The staff created projects that would be rewarding and engaging to volunteers and could be completed on a flexible schedule. The stewardship team then spent five to six months building out the projects with partnering land management agencies, drawing up maps and collating project information. "We are even doing video tutorials and some of the projects have introductions from our agency staff explaining how the work will impact the on-the-ground aspect to a location or contribute to some greater goal," added Patrick. The goal was not just to create work projects, but to also relate these projects to the greater context of ONDA's conservation work and the protection of wild places in the high desert.
“To develop a deeper relationship with a place you’ve got to spend some time there.”—Jess Beauchemintweet this
ONDA launched its online volunteer registration form in late February, garnering over 350 interested people. The registration form provides ONDA staff with information about the volunteer's interests, availability, and even details such as comfort levels with remote camping, backcountry navigation or four-wheel driving—often major aspects of working in hard-to-reach places strewn across the desert. The goal is to match volunteers with the right opportunity.

RECORDS →
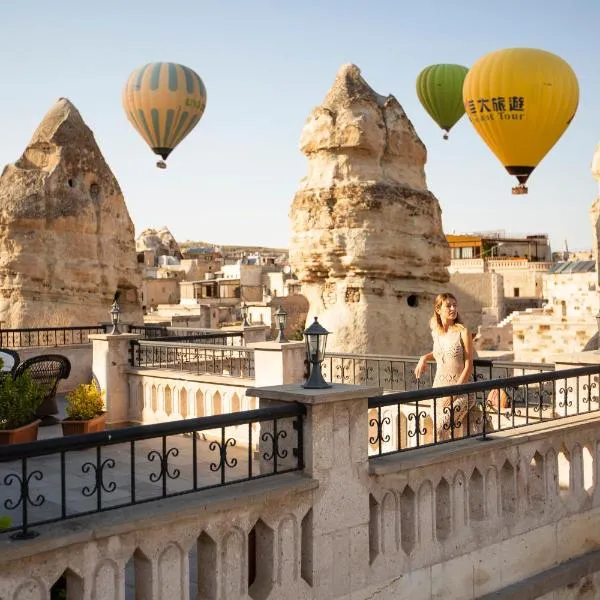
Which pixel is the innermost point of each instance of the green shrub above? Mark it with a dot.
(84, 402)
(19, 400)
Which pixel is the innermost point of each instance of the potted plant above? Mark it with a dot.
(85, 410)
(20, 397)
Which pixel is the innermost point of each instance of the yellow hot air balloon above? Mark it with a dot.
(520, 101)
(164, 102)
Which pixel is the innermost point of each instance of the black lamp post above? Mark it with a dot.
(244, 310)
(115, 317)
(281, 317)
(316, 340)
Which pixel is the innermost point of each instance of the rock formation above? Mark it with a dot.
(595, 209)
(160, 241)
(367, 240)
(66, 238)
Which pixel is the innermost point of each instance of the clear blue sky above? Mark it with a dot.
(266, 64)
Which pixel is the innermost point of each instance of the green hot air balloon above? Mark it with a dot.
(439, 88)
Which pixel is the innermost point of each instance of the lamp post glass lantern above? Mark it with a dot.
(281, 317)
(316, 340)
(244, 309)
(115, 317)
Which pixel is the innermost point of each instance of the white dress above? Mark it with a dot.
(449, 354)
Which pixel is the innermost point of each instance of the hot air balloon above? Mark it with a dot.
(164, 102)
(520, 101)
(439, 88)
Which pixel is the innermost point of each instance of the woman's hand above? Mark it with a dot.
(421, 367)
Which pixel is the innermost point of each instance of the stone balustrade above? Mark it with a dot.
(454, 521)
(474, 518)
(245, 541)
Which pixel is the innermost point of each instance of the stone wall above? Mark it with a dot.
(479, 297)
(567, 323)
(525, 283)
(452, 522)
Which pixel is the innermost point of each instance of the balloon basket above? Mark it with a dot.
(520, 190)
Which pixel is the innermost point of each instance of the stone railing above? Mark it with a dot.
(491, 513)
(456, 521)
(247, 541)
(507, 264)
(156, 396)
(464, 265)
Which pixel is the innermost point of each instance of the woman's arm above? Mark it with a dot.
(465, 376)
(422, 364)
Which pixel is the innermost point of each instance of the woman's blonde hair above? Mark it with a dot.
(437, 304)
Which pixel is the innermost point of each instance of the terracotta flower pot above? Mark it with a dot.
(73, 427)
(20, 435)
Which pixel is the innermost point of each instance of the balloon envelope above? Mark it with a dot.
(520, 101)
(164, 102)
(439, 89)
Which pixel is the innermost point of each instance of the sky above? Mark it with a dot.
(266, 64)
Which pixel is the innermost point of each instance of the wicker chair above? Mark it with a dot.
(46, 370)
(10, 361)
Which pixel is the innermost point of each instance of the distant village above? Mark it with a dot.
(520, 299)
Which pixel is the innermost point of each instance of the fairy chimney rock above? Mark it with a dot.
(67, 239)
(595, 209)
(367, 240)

--

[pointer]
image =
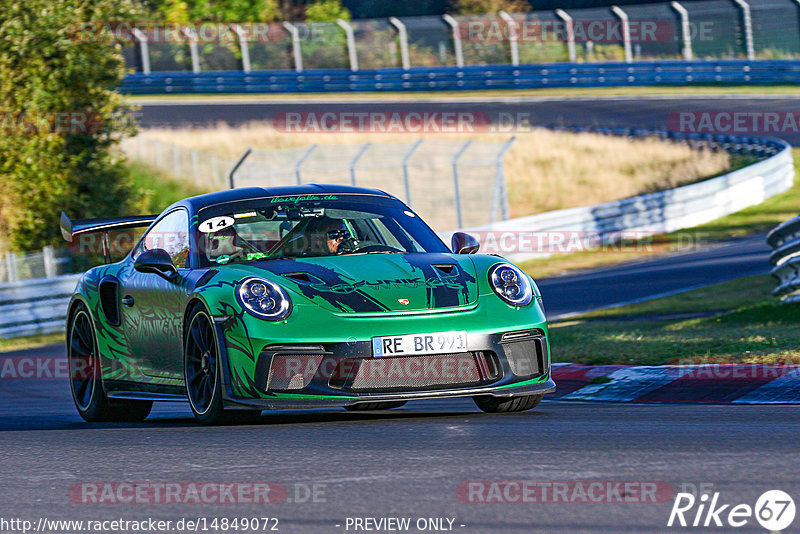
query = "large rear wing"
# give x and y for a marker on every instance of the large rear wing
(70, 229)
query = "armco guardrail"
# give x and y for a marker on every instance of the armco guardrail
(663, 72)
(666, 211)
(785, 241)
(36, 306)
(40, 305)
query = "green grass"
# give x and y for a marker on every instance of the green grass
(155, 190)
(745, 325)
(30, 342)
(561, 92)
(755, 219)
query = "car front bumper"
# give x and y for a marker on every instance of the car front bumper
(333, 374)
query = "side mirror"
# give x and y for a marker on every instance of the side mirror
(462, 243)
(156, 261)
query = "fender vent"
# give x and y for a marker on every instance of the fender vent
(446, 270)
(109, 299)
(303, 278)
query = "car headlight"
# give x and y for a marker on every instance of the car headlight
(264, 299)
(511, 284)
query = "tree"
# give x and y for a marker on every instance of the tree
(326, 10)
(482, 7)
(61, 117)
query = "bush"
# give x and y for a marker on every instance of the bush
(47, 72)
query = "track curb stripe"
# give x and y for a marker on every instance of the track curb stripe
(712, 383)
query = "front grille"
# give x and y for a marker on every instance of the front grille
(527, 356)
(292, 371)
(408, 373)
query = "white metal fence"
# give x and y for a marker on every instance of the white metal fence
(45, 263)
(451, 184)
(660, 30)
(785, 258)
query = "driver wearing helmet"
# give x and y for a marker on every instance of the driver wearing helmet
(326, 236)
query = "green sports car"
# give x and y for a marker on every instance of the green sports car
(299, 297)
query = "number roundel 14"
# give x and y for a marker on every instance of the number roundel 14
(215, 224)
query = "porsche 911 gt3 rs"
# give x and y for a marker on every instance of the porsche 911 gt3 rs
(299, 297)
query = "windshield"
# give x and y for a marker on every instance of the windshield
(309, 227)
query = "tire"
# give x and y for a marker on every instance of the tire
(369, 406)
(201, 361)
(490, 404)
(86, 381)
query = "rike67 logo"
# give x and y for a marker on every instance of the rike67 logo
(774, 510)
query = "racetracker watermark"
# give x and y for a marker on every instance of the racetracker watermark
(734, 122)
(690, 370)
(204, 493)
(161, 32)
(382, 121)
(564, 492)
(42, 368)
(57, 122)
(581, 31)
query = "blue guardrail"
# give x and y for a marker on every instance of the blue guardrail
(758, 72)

--

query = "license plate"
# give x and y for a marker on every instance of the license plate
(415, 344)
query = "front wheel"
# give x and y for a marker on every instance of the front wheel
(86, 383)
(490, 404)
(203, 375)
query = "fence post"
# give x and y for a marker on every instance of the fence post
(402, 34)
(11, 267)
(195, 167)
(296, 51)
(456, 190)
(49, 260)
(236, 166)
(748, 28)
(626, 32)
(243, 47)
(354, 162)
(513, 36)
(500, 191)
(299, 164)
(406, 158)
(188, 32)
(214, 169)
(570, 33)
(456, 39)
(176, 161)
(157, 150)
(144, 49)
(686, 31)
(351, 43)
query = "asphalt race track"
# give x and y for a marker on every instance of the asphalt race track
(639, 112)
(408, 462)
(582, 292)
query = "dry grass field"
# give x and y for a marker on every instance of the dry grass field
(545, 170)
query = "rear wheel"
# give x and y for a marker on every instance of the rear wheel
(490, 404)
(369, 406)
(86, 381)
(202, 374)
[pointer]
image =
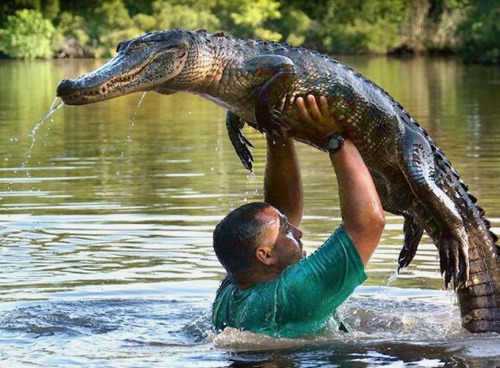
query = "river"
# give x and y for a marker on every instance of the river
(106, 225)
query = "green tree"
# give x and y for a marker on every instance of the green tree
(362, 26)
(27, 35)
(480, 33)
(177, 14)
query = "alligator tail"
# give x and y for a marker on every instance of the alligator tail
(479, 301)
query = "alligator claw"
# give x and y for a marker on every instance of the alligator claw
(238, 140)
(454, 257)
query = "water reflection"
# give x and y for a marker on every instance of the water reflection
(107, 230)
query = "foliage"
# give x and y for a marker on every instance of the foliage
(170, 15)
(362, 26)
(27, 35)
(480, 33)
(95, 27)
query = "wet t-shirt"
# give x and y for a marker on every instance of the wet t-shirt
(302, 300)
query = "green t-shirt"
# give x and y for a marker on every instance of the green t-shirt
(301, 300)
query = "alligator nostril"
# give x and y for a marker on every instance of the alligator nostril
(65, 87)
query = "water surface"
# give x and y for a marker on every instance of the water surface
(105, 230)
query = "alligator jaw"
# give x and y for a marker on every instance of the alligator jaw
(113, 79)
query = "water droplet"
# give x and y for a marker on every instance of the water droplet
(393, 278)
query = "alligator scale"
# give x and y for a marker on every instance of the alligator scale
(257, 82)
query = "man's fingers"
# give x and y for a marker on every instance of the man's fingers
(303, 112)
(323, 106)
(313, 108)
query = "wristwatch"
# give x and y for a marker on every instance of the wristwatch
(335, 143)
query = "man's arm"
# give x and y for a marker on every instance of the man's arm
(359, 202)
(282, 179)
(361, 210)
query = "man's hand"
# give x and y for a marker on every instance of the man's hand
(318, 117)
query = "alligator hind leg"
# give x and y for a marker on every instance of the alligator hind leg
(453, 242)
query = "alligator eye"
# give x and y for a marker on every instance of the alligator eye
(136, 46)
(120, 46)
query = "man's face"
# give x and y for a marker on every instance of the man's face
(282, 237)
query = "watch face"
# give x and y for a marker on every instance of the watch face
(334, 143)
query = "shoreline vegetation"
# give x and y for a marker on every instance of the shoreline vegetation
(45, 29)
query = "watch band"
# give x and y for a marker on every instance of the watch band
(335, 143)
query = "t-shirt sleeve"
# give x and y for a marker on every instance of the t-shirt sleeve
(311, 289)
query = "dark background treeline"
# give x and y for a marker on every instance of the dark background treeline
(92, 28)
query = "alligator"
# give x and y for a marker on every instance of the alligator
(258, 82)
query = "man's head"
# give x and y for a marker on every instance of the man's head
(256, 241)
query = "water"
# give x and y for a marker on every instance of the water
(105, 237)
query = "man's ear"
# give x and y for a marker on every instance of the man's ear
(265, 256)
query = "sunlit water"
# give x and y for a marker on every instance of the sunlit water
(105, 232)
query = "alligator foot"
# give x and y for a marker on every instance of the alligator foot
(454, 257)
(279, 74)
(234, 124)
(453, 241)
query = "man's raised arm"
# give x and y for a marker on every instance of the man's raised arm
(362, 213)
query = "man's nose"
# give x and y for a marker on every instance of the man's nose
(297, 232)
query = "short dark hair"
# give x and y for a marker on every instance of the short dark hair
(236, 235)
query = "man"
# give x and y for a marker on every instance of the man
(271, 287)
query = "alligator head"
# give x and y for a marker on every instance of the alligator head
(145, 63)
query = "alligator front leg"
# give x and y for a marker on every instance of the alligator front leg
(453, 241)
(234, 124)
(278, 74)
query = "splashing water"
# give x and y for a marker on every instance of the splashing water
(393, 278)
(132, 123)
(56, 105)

INSTRUCTIONS →
A. According to the article on ONDA's volunteer projects, how many people signed up after the online volunteer registration form launched?
B. In the article on ONDA's volunteer projects, why does the registration form ask about comfort with remote camping, backcountry navigation, or four-wheel driving? Answer in one to three sentences.
C. From the article on ONDA's volunteer projects, repeat word for word the portion starting with "The staff created" and going on through "the high desert.".

ANSWERS IN ORDER →
A. Over 350 interested people signed up.

B. These skills are often major parts of working in the hard-to-reach places spread across the desert. Asking about them helps ONDA staff match each volunteer with the right opportunity.

C.
The staff created projects that would be rewarding and engaging to volunteers and could be completed on a flexible schedule. The stewardship team then spent five to six months building out the projects with partnering land management agencies, drawing up maps and collating project information. "We are even doing video tutorials and some of the projects have introductions from our agency staff explaining how the work will impact the on-the-ground aspect to a location or contribute to some greater goal," added Patrick. The goal was not just to create work projects, but to also relate these projects to the greater context of ONDA's conservation work and the protection of wild places in the high desert.